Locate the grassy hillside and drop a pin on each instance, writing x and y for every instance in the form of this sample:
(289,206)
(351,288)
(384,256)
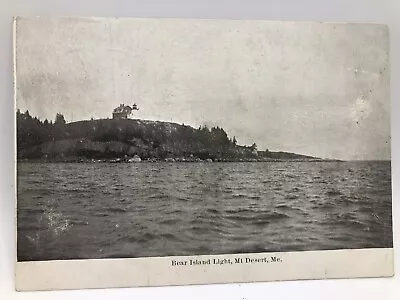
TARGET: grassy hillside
(124,138)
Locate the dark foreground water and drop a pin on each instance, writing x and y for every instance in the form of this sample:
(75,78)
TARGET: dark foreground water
(70,211)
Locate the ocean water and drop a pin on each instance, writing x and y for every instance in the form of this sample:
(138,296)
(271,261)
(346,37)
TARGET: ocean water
(100,210)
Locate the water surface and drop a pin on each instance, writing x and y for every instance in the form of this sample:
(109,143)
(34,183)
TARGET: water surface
(100,210)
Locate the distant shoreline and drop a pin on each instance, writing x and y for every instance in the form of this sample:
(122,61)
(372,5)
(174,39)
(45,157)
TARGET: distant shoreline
(170,160)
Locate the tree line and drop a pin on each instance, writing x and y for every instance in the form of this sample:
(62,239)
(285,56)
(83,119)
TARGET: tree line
(160,138)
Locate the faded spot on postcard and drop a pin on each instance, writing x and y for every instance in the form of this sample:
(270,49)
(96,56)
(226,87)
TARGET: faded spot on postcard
(175,151)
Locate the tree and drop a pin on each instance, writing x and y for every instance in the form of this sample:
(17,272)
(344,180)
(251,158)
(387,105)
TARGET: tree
(59,119)
(234,141)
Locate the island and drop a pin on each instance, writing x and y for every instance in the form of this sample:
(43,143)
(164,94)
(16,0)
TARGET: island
(122,139)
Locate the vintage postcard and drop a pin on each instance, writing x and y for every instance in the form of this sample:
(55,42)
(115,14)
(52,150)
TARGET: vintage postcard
(156,152)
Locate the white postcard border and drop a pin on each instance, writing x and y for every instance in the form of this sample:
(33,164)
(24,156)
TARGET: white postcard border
(161,271)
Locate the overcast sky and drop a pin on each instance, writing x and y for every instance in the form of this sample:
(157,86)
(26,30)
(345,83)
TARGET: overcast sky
(310,88)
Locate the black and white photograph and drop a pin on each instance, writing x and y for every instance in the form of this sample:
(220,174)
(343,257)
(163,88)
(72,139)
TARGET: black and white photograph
(142,138)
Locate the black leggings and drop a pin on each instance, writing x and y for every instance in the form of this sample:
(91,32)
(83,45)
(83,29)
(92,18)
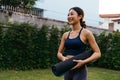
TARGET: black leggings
(77,74)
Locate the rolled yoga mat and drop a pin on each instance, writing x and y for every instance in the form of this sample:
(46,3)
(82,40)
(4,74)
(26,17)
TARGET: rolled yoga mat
(62,67)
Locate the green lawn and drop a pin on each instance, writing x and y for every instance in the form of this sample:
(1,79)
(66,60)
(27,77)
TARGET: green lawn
(46,74)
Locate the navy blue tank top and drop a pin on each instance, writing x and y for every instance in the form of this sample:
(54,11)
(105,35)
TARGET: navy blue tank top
(74,46)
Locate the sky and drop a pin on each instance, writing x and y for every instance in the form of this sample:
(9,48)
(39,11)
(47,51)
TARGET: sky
(58,9)
(111,7)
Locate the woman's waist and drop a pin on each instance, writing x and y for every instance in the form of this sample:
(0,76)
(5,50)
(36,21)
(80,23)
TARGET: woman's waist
(73,52)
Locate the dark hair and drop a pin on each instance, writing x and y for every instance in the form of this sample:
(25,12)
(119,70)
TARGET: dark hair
(80,12)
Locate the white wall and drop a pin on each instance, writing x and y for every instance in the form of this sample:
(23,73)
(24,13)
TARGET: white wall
(58,9)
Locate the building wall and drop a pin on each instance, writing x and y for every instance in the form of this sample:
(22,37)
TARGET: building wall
(21,17)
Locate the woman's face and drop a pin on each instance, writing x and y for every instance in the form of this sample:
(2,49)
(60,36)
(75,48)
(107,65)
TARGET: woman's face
(73,17)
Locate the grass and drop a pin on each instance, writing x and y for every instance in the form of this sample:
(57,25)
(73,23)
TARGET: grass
(46,74)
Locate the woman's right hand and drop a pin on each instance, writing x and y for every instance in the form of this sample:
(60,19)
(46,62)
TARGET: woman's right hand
(64,58)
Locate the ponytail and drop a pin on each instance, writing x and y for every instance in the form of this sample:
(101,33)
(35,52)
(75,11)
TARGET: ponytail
(82,23)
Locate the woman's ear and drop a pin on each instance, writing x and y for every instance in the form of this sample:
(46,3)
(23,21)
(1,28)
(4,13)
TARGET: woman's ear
(80,16)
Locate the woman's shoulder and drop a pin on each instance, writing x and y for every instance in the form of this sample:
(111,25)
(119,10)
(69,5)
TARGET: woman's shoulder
(65,34)
(87,31)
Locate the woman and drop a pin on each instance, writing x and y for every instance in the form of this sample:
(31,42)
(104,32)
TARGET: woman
(74,42)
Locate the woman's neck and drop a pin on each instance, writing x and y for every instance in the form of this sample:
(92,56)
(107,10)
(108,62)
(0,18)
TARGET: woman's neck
(76,27)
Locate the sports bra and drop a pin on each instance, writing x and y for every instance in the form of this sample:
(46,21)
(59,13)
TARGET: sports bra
(74,46)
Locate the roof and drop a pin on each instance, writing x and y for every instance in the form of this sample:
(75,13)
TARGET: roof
(109,15)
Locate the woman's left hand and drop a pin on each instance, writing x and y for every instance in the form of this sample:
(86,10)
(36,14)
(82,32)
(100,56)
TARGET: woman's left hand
(79,64)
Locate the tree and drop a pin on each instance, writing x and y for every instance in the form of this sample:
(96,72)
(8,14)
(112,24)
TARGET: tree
(18,3)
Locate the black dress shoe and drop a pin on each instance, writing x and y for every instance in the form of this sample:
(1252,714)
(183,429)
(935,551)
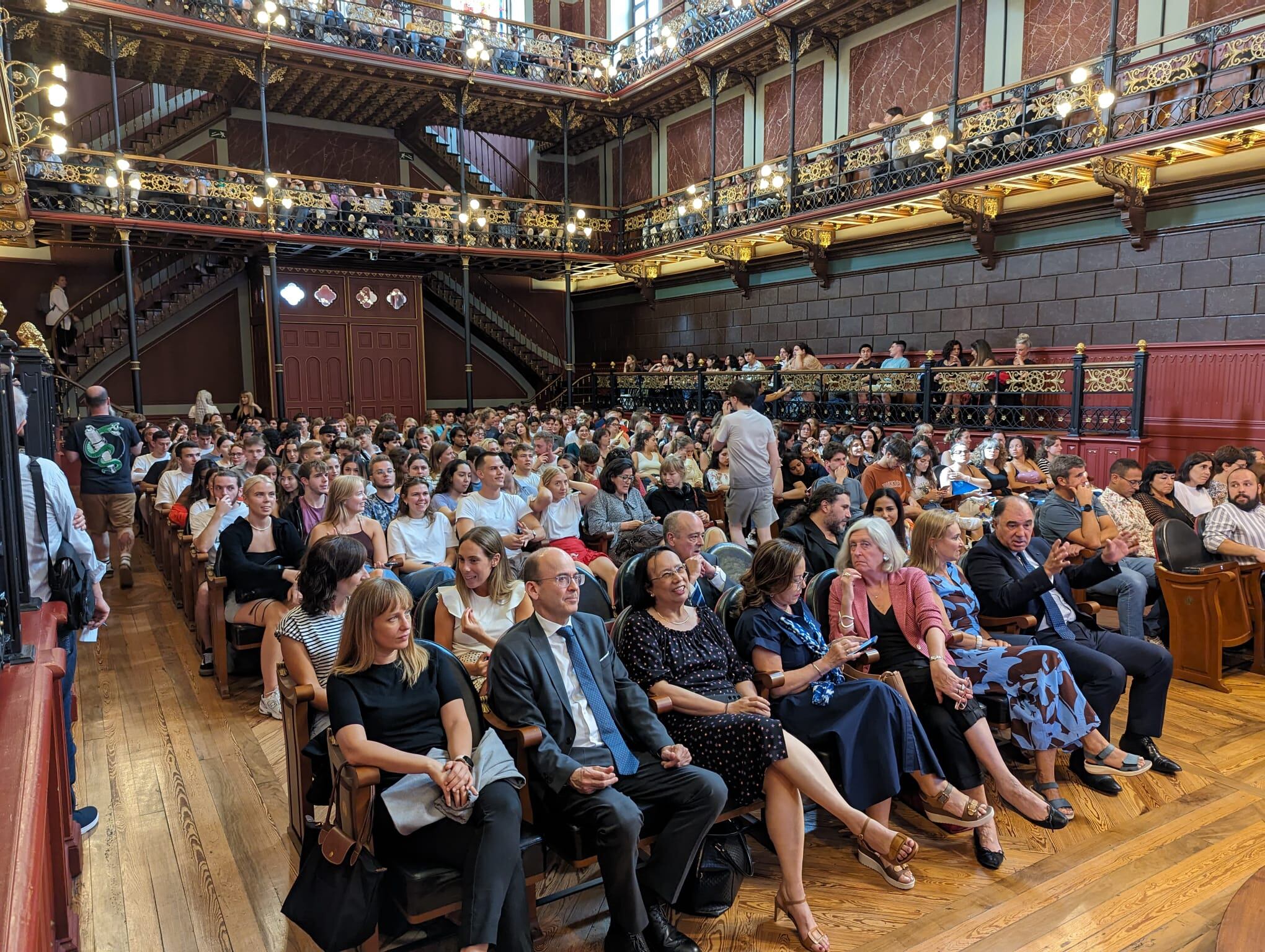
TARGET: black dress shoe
(988,859)
(1145,747)
(660,935)
(620,941)
(1098,783)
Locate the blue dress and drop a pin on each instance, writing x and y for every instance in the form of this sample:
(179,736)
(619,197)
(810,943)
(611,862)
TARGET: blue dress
(869,733)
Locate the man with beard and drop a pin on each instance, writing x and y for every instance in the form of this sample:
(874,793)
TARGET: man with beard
(1236,529)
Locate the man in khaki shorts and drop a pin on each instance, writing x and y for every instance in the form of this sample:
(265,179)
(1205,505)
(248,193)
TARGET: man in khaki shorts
(754,470)
(105,446)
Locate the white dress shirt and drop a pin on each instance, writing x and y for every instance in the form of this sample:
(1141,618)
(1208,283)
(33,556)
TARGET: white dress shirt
(586,725)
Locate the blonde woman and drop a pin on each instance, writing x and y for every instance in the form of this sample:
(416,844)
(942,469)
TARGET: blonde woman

■ WHAT IS EXPECTED
Please swap every "drop a pin" in the listing above for "place a marker" and write out the whole listing again with nothing else changed. Leave the pictures out.

■ SOLUTION FOR THIS EXERCISE
Locate the grassy hillside and place a marker on each instance, writing x and y for every instance in the form of this sample:
(289,206)
(351,288)
(384,256)
TARGET: grassy hillside
(124,138)
Locate the dark foreground water and place a marker on each instance, writing x and y for every instance in the form of this sample:
(75,78)
TARGET: dark foreground water
(70,211)
Locate the ocean water and place a marker on each instance, writing x and y for every instance in the form of this sample:
(138,296)
(271,261)
(346,37)
TARGET: ocean water
(100,210)
Locate the water surface and place a marker on each instance, writing x and y for every instance in the form of this sample:
(109,143)
(34,183)
TARGET: water surface
(100,210)
Locate the distant shoreline and place a marker on each instance, writing x and y for every instance in the form of this sample:
(122,61)
(372,5)
(174,39)
(45,157)
TARGET: distant shoreline
(170,160)
Locate the tree line and place a marker on each instance, writing x and y for every instance in the form of this sample:
(62,239)
(285,56)
(83,119)
TARGET: tree line
(160,138)
Locate the faded spot on postcard and place a marker on each instance, writing x and y for every instance in the form of this sample:
(270,49)
(96,56)
(226,87)
TARGET: faded spot on postcard
(175,151)
Locate the tree and place a marker on each instance, writing x and y for every instance in the form of this sample:
(17,272)
(344,180)
(251,158)
(387,105)
TARGET: tree
(59,119)
(234,141)
Locate the island and place a marker on each instance, writing x and y for every instance in the form of this sample:
(43,143)
(164,94)
(16,0)
TARGET: island
(122,139)
Locate the vintage postcard and place a marker on each instance, writing x and y for every instance in the form of this sample:
(55,42)
(115,14)
(52,150)
TARGET: vintage postcard
(156,152)
Locate the white postcard border and place a marker on each instance, writing x and y for every instance in the form of this sample:
(33,164)
(24,156)
TARGET: white postcard border
(161,271)
Locate the overcast sky and place a marker on each instance, writing x and y for every instance in the form of this sample:
(157,86)
(26,30)
(345,83)
TARGET: overcast sky
(310,88)
Locate the black and white photograph and place a marker on each instance, writing x and y for every instance in the form of this sample:
(220,174)
(343,257)
(163,88)
(72,139)
TARGET: black and white photograph
(142,138)
Locate the black leggings and place a marker on each instance, writing x and y for every instance in the form of this sample:
(91,32)
(83,45)
(83,29)
(92,18)
TARGET: black leggings
(77,74)
Locate the rolled yoga mat and place a marker on each instance, writing x and y for every instance in the form of this sample:
(46,3)
(82,40)
(4,74)
(26,17)
TARGET: rolled yoga mat
(62,67)
Locate the green lawn and place a marker on each instance, writing x and y for every instance in the form of this sample:
(1,79)
(66,60)
(27,77)
TARGET: green lawn
(46,74)
Locate the navy blue tank top and place a marker on each instance, writing x and y for every instance in the form of this sample:
(54,11)
(105,35)
TARGET: navy blue tank top
(74,46)
Locate the sky and place a marker on each instance, writing x and y for every instance in the form of this sample:
(9,48)
(39,11)
(47,51)
TARGET: sky
(58,9)
(111,7)
Locate the woman's waist and place a marker on each instance, writing x and y for every instance in the form of this sample:
(0,76)
(5,50)
(36,21)
(80,23)
TARGET: woman's waist
(73,52)
Locate the dark hair and place a marker on each instance, writing x and y for every instance in the form of this sample:
(25,12)
(119,70)
TARGET: dark hair
(80,12)
Locate the white wall and place a marker on each instance, writing x and y for every instance in the form of this sample:
(23,73)
(24,13)
TARGET: white wall
(58,9)
Locate the building wall and place a marker on each instance, writing x and y for every instance in the form of this sample:
(22,37)
TARGET: building wall
(21,17)
Locate the woman's face and place a marker on each instance, writing x and y for every instance in the form of this sample:
(2,49)
(60,36)
(75,48)
(107,65)
TARGET: woman's face
(73,17)
Locate the grass and place a marker on each instance, writing x and y for every instance in the form of this sample:
(57,25)
(73,23)
TARGET: grass
(46,74)
Locate the woman's right hand and place a marker on each instance, writing x and y for every instance in the form of this sample:
(60,19)
(46,62)
TARGET: woman's right hand
(64,58)
Locate the ponytail and place a marker on each instance, writing x and y for every instance in the form of this sample:
(101,33)
(35,52)
(75,11)
TARGET: ponytail
(82,23)
Locate the woman's ear and place a marker on each instance, writing x and y for every instance in the form of this sample:
(46,3)
(23,21)
(1,28)
(4,13)
TARGET: woman's ear
(80,16)
Locate the woman's shoulder and place a marker on each instance, writing x and y for every instance in the form of this sample:
(111,25)
(119,10)
(69,5)
TARGET: woman's shoulder
(65,34)
(87,31)
Locate the woman and place a marker on each instance, writing x and y for every instance in the form of this sample:
(31,42)
(104,32)
TARGET: woman
(74,42)
Locate the woman's neck and place a marker on each instance, writing x and y for every instance in the form of this sample:
(92,56)
(107,10)
(108,62)
(0,18)
TARGET: woman's neck
(76,27)
Locate the sports bra and place a marker on each instance, writing x and y for every instance in the form of this sample:
(46,21)
(59,13)
TARGET: sports bra
(74,46)
Locate the roof and place a marker on each instance, writing x and y for every instance in the form of this sample:
(75,13)
TARGET: roof
(109,15)
Locate the woman's left hand and place a marker on each instance, writing x and y for every instance in the form of this sample:
(86,10)
(36,14)
(82,32)
(100,56)
TARGET: woman's left hand
(79,64)
Locate the tree and place a marker on each instance, writing x and y for every instance in the form of this sample:
(96,72)
(8,14)
(112,24)
TARGET: tree
(18,3)
Locate the black dress shoe and place a marker on each instance, writing x and y for every instance in the form of this sample:
(1252,714)
(183,429)
(935,551)
TARGET: black dress shoe
(988,859)
(1145,747)
(660,935)
(620,941)
(1098,783)
Locate the blue dress and place a marker on each instance, writing x and y for every instance in the form of this sample:
(179,736)
(619,197)
(810,943)
(611,862)
TARGET: blue dress
(869,733)
Locate the man with beard and place a marker on each instance, writing x and y for every instance in the form of this sample:
(874,793)
TARGET: man with beard
(1236,529)
Locate the man in khaki shorts and place a marker on each instance, writing x and y for every instance in the form of this sample:
(265,179)
(1205,505)
(248,193)
TARGET: man in khaki shorts
(754,470)
(105,446)
Locate the white dress shirt and place a marker on each instance, writing x and y for every instance in the form of this sample:
(1141,618)
(1208,283)
(33,556)
TARGET: white dress shirt
(586,725)
Locate the blonde woman and place a marker on each instance, writing x and y for every instance in the form of this sample:
(416,844)
(942,469)
TARGET: blonde woman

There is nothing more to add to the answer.